■ Exercise aim ■
Count the lines in the data below that contain the word "dock", and reply with that number alone.

■ The data ■
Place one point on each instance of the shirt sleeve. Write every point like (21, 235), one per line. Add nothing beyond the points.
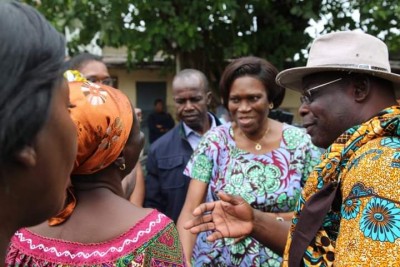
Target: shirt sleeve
(153, 197)
(370, 214)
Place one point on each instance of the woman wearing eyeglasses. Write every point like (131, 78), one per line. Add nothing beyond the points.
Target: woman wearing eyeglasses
(92, 67)
(262, 160)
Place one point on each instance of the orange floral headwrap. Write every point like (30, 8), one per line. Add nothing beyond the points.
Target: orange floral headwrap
(103, 118)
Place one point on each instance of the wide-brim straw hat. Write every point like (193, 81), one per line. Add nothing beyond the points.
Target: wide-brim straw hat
(348, 51)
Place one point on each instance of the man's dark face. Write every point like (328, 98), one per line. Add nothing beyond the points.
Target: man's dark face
(325, 108)
(191, 101)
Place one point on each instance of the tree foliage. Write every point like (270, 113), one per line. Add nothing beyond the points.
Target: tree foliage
(377, 17)
(205, 34)
(200, 34)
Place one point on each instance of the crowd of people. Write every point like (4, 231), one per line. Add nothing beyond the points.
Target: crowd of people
(250, 191)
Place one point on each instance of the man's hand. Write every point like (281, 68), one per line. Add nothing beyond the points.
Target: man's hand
(229, 217)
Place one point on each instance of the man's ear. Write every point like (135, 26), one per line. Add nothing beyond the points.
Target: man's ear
(120, 161)
(361, 88)
(26, 156)
(208, 96)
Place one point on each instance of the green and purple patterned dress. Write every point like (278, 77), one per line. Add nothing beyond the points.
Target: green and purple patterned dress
(270, 182)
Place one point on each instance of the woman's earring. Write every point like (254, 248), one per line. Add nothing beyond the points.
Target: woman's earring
(122, 167)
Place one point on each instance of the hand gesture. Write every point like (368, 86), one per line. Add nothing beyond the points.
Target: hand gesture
(229, 217)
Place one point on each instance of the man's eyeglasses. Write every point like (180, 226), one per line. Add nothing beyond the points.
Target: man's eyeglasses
(107, 81)
(306, 97)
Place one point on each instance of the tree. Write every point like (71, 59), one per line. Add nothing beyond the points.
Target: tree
(197, 34)
(205, 34)
(377, 17)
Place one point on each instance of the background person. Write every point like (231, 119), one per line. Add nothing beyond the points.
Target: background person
(166, 185)
(92, 67)
(264, 161)
(95, 70)
(98, 226)
(37, 136)
(349, 107)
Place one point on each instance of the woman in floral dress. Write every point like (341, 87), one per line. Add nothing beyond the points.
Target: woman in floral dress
(262, 160)
(98, 226)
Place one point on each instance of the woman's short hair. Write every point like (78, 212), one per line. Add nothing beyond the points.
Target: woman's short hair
(31, 59)
(255, 67)
(79, 61)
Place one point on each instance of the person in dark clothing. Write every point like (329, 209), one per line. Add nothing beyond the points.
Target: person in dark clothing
(166, 186)
(159, 122)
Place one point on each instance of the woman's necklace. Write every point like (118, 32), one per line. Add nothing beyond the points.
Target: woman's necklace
(258, 146)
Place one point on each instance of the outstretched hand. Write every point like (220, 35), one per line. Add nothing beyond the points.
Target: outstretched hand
(229, 217)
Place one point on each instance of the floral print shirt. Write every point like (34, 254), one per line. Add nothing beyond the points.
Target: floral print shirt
(270, 182)
(362, 228)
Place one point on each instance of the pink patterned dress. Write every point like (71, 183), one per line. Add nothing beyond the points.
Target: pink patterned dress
(153, 241)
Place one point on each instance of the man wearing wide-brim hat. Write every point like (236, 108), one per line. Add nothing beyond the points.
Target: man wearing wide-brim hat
(349, 211)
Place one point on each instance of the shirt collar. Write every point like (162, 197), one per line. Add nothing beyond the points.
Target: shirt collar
(189, 131)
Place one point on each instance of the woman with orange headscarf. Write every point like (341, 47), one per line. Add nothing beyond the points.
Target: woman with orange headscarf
(98, 227)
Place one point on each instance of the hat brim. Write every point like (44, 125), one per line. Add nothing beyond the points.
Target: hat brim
(293, 78)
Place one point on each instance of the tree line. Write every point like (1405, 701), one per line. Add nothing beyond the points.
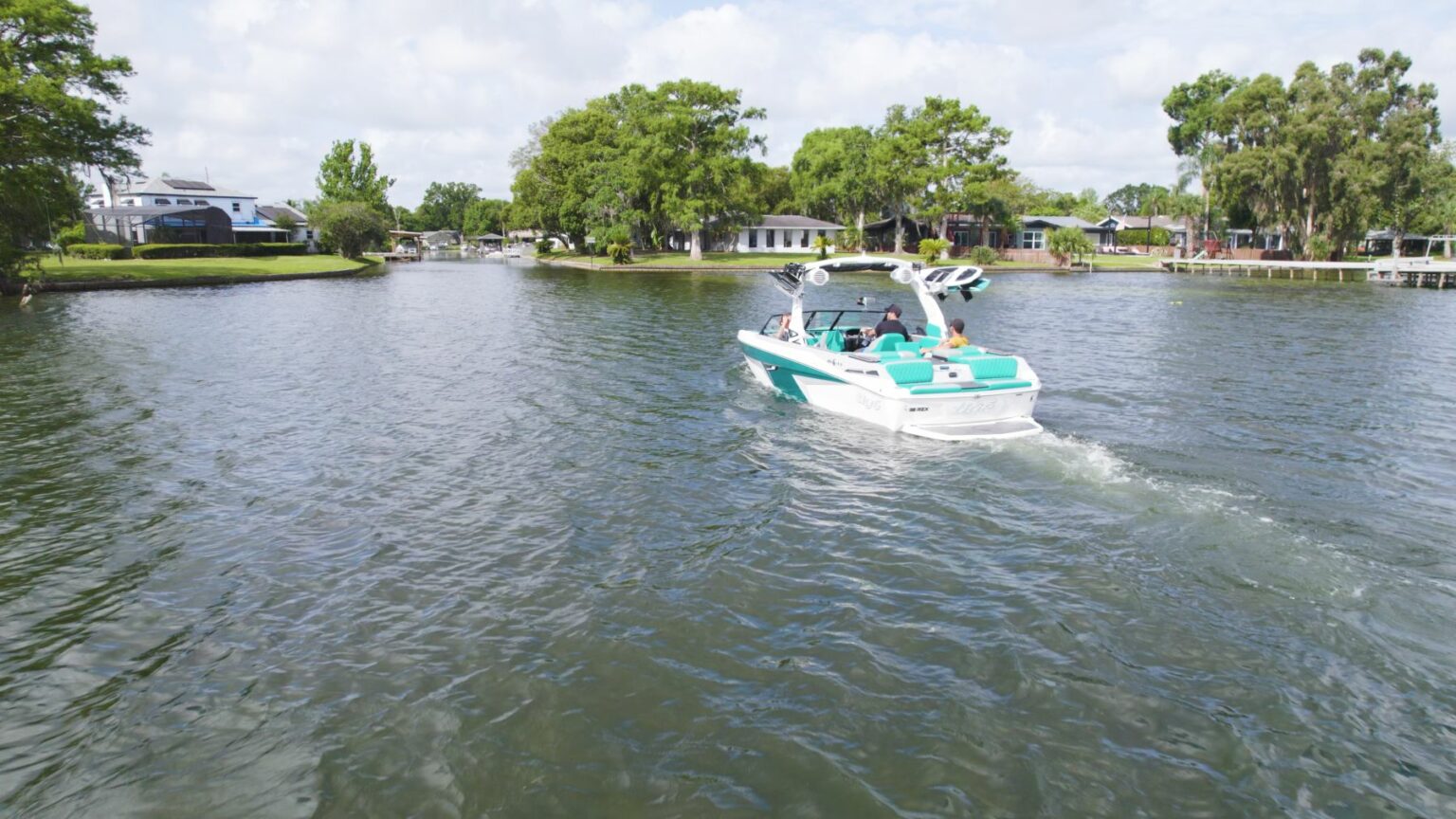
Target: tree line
(1322, 157)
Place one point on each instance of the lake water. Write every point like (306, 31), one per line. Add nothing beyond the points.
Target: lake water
(486, 539)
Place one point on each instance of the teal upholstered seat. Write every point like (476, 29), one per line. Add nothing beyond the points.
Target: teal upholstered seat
(885, 341)
(1001, 384)
(989, 368)
(910, 372)
(831, 339)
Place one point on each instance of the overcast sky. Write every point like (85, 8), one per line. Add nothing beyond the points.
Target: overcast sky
(254, 92)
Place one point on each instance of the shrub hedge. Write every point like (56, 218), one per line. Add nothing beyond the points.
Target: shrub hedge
(982, 255)
(214, 251)
(187, 251)
(86, 251)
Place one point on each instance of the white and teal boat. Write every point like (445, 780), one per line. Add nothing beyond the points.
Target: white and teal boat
(951, 393)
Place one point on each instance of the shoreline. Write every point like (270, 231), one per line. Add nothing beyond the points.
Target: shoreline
(203, 280)
(759, 268)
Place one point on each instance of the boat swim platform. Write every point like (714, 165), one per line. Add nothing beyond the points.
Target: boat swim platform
(1420, 271)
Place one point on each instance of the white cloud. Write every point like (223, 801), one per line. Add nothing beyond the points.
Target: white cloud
(255, 92)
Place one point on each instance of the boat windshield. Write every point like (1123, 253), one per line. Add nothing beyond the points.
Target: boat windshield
(819, 320)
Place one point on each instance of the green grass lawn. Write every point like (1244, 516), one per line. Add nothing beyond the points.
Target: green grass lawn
(159, 270)
(777, 260)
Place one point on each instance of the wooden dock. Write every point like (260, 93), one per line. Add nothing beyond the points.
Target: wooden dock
(1401, 273)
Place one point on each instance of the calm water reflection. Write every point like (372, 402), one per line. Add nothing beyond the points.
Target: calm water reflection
(496, 539)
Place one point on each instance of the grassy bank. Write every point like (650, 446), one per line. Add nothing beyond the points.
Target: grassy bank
(646, 260)
(169, 270)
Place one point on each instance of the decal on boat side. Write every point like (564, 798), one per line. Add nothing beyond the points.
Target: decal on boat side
(868, 401)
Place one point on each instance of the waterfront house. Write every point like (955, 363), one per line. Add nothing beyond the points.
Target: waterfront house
(1179, 230)
(182, 210)
(880, 235)
(301, 232)
(1035, 229)
(1382, 244)
(1247, 238)
(785, 233)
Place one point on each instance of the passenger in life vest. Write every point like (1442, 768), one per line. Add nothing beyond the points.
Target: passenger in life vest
(890, 324)
(956, 338)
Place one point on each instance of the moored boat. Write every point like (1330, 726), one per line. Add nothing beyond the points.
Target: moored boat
(918, 385)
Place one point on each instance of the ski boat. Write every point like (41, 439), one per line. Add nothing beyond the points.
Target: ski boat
(822, 357)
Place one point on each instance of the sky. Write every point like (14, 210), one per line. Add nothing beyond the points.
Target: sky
(250, 94)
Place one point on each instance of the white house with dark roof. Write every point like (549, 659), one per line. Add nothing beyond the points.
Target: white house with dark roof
(1035, 229)
(301, 232)
(169, 191)
(1178, 229)
(249, 220)
(787, 233)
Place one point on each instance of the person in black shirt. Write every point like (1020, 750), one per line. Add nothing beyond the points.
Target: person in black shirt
(891, 324)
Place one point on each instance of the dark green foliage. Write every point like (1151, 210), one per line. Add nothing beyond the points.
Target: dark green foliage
(446, 206)
(1330, 154)
(1067, 242)
(350, 228)
(84, 251)
(1157, 236)
(73, 235)
(673, 157)
(931, 249)
(486, 216)
(982, 255)
(219, 251)
(56, 95)
(342, 178)
(1132, 200)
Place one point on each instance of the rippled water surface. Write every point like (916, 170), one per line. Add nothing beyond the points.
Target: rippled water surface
(483, 539)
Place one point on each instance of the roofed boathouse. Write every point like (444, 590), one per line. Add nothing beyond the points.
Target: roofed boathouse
(184, 225)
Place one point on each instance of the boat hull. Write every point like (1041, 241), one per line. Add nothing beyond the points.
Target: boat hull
(846, 387)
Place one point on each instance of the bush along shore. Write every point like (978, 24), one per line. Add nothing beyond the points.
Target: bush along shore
(740, 263)
(114, 267)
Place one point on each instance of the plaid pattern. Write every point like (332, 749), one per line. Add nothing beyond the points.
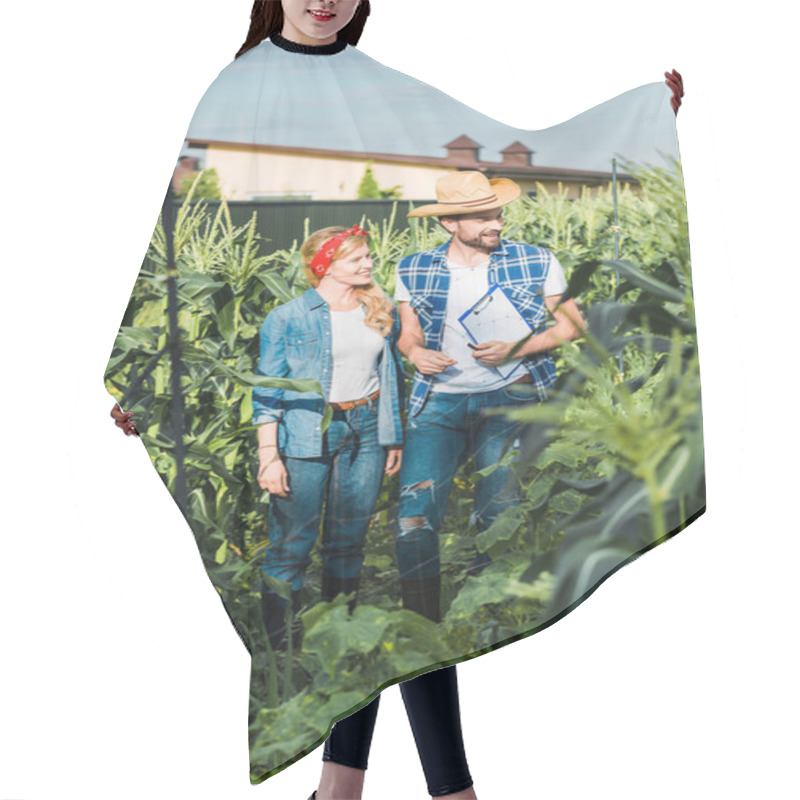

■ Response below ■
2